Each entry needs to be restated exactly as written.

Entries from a pointing dataset:
▬▬▬▬▬▬

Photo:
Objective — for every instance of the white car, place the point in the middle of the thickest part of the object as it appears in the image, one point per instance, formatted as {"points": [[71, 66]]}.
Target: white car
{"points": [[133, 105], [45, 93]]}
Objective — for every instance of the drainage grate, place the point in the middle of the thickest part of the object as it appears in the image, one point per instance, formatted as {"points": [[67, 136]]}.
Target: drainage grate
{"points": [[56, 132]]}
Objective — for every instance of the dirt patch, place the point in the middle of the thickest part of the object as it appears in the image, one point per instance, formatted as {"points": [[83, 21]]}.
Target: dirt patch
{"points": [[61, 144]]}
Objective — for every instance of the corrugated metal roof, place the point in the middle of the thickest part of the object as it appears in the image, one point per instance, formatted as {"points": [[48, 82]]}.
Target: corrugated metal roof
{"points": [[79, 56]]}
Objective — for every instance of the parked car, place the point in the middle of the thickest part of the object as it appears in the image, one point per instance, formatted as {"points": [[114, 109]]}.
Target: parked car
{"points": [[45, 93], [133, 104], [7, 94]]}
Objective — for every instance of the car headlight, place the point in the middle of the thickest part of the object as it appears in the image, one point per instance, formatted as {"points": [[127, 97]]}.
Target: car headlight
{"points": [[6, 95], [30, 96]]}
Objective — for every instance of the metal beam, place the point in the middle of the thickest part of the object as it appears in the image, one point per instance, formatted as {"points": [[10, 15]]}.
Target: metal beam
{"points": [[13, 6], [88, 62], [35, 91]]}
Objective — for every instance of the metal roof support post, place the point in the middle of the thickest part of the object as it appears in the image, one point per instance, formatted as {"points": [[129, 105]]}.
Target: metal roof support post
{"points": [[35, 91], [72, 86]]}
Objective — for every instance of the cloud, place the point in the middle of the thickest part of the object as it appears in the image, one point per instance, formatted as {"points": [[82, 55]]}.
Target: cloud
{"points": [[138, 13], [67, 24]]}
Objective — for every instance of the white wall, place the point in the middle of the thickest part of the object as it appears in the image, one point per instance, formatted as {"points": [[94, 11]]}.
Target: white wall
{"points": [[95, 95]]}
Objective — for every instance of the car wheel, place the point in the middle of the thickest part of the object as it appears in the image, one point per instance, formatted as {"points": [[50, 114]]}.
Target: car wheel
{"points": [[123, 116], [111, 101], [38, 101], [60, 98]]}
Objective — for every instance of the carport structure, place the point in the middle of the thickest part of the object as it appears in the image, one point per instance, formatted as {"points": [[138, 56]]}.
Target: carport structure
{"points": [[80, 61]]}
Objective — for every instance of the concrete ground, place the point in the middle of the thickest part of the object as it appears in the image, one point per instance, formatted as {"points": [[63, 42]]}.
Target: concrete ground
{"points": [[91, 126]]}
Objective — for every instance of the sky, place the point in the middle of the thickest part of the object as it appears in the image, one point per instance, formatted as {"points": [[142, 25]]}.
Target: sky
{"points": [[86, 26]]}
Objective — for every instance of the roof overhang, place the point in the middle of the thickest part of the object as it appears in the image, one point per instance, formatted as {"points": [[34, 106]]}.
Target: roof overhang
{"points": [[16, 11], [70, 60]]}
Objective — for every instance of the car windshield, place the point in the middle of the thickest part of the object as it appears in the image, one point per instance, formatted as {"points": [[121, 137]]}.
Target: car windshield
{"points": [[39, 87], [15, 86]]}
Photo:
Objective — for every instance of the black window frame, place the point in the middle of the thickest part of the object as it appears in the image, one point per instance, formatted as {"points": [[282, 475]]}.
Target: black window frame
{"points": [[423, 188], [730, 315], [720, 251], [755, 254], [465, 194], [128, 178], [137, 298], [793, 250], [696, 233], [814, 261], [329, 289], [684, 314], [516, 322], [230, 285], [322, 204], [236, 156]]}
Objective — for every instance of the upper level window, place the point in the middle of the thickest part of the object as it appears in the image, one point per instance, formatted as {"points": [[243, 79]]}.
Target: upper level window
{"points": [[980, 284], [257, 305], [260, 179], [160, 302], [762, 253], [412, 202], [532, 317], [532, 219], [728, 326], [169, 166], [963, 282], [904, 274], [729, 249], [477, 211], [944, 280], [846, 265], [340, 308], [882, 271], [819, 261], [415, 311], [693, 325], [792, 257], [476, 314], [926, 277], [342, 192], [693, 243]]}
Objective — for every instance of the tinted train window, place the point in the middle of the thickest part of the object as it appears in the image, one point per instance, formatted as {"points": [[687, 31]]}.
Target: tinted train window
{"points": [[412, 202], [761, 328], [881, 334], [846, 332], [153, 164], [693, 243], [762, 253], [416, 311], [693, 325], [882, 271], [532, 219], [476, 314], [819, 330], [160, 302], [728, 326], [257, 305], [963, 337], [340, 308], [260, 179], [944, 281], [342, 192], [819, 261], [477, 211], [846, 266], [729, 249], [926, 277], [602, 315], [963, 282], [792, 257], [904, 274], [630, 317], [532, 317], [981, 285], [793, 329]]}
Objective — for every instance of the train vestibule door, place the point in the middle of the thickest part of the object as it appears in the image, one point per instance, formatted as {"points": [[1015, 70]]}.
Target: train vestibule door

▬▬▬▬▬▬

THE OUTPUT.
Photo:
Objective — for every instance of the white car, place the point in the middle of the thickest part of the object as it appears in the image, one point per instance, formatted as {"points": [[71, 66]]}.
Target: white car
{"points": [[133, 105], [45, 93]]}
Objective — for every instance of the drainage grate, place the point in the middle of the thickest part of the object as it appears in the image, one point per instance, formatted as {"points": [[67, 136]]}.
Target: drainage grate
{"points": [[56, 132]]}
Objective — for every instance of the dirt patch, place the point in the middle of the thickest part of the object as it appears in the image, one point per instance, formatted as {"points": [[83, 21]]}.
Target: dirt patch
{"points": [[61, 144]]}
Objective — for every instance of the corrugated metal roof, place the point in the middle of the thickest part of the object as it appears in the image, one point per instance, formatted as {"points": [[48, 82]]}.
Target: corrugated metal roof
{"points": [[79, 56]]}
Objective — for every instance of the parked car, place the point in the middle of the thickest part of the object as it appears in the image, one point per instance, formatted as {"points": [[114, 109]]}.
Target: parked car
{"points": [[45, 93], [133, 104], [7, 94]]}
Objective — for every instance of the car headlight, place the point in the middle of the thickest part of the object as it appears in the image, one point per instance, formatted as {"points": [[127, 97]]}.
Target: car headlight
{"points": [[6, 95], [30, 96]]}
Objective — for every instance of the metal beam, place the point in the middle of the thickest part of the object as it appears in the image, one point per instance, formatted as {"points": [[10, 15]]}.
Target: metal beam
{"points": [[13, 6], [88, 62], [35, 91]]}
Objective — for every instance of the metal roof support post, place the point in the middle of the thickest part of the object as it appears in the image, one point per instance, formatted as {"points": [[129, 105]]}.
Target: metal roof support post
{"points": [[35, 91], [72, 86]]}
Objective — for every instance of the cloud, place the point in the middle of the thickest part of the object as it appears in the image, one point per instance, formatted as {"points": [[82, 55]]}.
Target: cloud
{"points": [[138, 13], [67, 24]]}
Objective — for every instance of the white wall, place the point in the middle of the thickest part of the object as it appears in the image, one point per instance, formatted as {"points": [[94, 11]]}.
Target: white wall
{"points": [[95, 95]]}
Objective — for every instance of the car wheel, place the point in the middle of the thickest part of the object as it appears in the image, one point per instance, formatted as {"points": [[50, 114]]}.
Target: car wheel
{"points": [[123, 116], [111, 101], [38, 101], [60, 98]]}
Objective — for every instance of the carport structure, place the point in the middle of the thickest part of the object as it appears in the image, one point per instance, formatted as {"points": [[138, 56]]}.
Target: carport structure
{"points": [[80, 61]]}
Objective — for every instance of the concrete ground, place the point in the middle of the thickest part of the object as it appears in the image, one point per instance, formatted as {"points": [[63, 42]]}.
Target: concrete ground
{"points": [[91, 126]]}
Objective — for every instance of the sky, place the point in the middle of the thickest part of the object as it appears in the image, one point per instance, formatted as {"points": [[142, 25]]}.
Target: sky
{"points": [[86, 26]]}
Objective — for every instance of the roof overhang, place the point in the middle of the thickest part of the object as it appears in the image, one point per instance, formatted as {"points": [[34, 106]]}.
Target: roof overhang
{"points": [[16, 11], [70, 60]]}
Objective — for every instance of the car windshield, place the point in the middle of the thickest part of the object as it appears in the image, one point per instance, formatted as {"points": [[121, 137]]}.
Target: car windshield
{"points": [[39, 87], [15, 86]]}
Photo:
Objective — for every instance of the black window frame, place the point in the middle of the thickest part of the object as it appears in the image, one point per instance, formatted as {"points": [[282, 475]]}.
Target: black window frame
{"points": [[423, 188], [730, 315], [720, 251], [755, 254], [465, 194], [128, 178], [137, 298], [793, 250], [696, 233], [814, 261], [329, 289], [684, 314], [516, 322], [230, 285], [322, 204], [236, 156]]}
Objective — for every instance of the upper level window, place the point in the middle of the thickest part of the object as it appears in the image, one point per instance, formatted as {"points": [[243, 79]]}.
Target: upper level window
{"points": [[980, 284], [257, 305], [260, 179], [160, 302], [762, 253], [412, 202], [532, 317], [532, 219], [728, 326], [169, 166], [963, 282], [904, 274], [729, 249], [477, 211], [944, 280], [846, 265], [340, 308], [882, 271], [819, 261], [415, 311], [693, 325], [792, 257], [476, 314], [926, 277], [342, 192], [693, 243]]}
Objective — for every instance of the tinted train window, place the point in the middle of the thickest part of the object as it appears in the image, one point per instance, formatted as {"points": [[687, 31]]}.
Target: tinted train window
{"points": [[412, 202], [761, 328], [881, 334], [846, 332], [153, 164], [693, 243], [762, 253], [416, 311], [693, 325], [882, 271], [532, 219], [476, 314], [819, 330], [160, 302], [728, 326], [257, 305], [963, 337], [340, 308], [260, 179], [944, 281], [342, 192], [819, 261], [477, 211], [846, 266], [729, 249], [926, 277], [602, 315], [963, 282], [792, 257], [904, 274], [630, 317], [532, 317], [981, 285], [793, 329]]}
Objective — for every instance of the train vestibule door, place the point in the middle of the thickest part of the object as it appears in the image, one point per instance, formatted as {"points": [[1015, 70]]}.
Target: train vestibule door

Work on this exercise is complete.